Please set down every entry from the listing below, word for word.

BEGIN GIVEN DATA

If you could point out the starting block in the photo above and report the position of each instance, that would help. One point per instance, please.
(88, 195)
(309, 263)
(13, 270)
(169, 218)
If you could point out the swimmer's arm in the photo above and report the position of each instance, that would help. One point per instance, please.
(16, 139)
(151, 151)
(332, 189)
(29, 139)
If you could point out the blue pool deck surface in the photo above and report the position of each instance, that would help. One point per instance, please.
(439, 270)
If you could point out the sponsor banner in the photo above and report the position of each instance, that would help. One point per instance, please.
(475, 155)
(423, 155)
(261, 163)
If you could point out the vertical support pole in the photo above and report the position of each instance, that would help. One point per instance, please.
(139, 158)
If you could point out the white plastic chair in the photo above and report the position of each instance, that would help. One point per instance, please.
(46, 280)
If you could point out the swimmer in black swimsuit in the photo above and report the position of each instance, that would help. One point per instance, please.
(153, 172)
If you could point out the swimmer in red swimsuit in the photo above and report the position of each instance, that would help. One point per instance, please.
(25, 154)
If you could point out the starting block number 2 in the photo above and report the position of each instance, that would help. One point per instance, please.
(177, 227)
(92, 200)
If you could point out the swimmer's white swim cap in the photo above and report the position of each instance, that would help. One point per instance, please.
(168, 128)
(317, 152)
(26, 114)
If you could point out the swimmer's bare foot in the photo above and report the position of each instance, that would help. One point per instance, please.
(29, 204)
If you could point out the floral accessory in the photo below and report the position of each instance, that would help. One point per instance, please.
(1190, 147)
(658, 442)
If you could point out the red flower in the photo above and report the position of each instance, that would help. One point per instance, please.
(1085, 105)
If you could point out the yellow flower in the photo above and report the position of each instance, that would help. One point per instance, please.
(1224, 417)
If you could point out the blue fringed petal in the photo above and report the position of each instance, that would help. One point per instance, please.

END GIVEN DATA

**ANSWER SPACE**
If you could point out the starting block in the photo above and report the position of each instance, that would help. One point per instance, please.
(88, 195)
(309, 263)
(13, 270)
(169, 218)
If you could point out the swimmer's arm in the photo above and report the position of each instance, that would help. One point per instance, please.
(16, 139)
(151, 151)
(332, 189)
(29, 139)
If you could point out the blue pool deck surface in the photo above and report the position of each instance, that would help. One point per instance, please.
(439, 270)
If you could point out the sponsor banner in the photo above and report the position of each instance, that would help. One point per instance, please.
(475, 155)
(423, 155)
(261, 163)
If you could point out the vertical support pole in the photo above and report the position of each instance, that would help. One point per instance, please.
(139, 158)
If you could point out the white plastic chair in the photo above and report the position of each instance, that would help. One point per instance, please.
(46, 280)
If you could point out the swimmer in black swimsuit in the photo above and report the position of each instance, that would help. One point per instance, please.
(153, 172)
If you could point out the swimmer in red swimsuit in the photo above and report the position of each instance, that would help. One point per instance, please.
(25, 154)
If you could point out the starting block number 2 in the photo above and report the position of each instance, that would help. One point per instance, please.
(177, 227)
(92, 200)
If you could point out the swimmer's white swim cap in the photo above and report the position of each instance, that would help. One point per instance, please.
(168, 128)
(317, 152)
(26, 114)
If you could point out the swimmer's bare foot in the photo above and report the position of each instance, that would help. One point per instance, please.
(29, 204)
If you could point out the floral accessory in the photo below and report the position of each instance, that would help. One point per instance, please.
(1190, 147)
(658, 442)
If you could point out the red flower in the photo above and report the position of each instance, that would help. One point per instance, please.
(1085, 105)
If you could point out the yellow flower in the photo above and report the position of each instance, that would help. One point per instance, please.
(1224, 417)
If you could point out the blue fringed petal in the photo above and report the position of each instance, that would help. One point per instance, please.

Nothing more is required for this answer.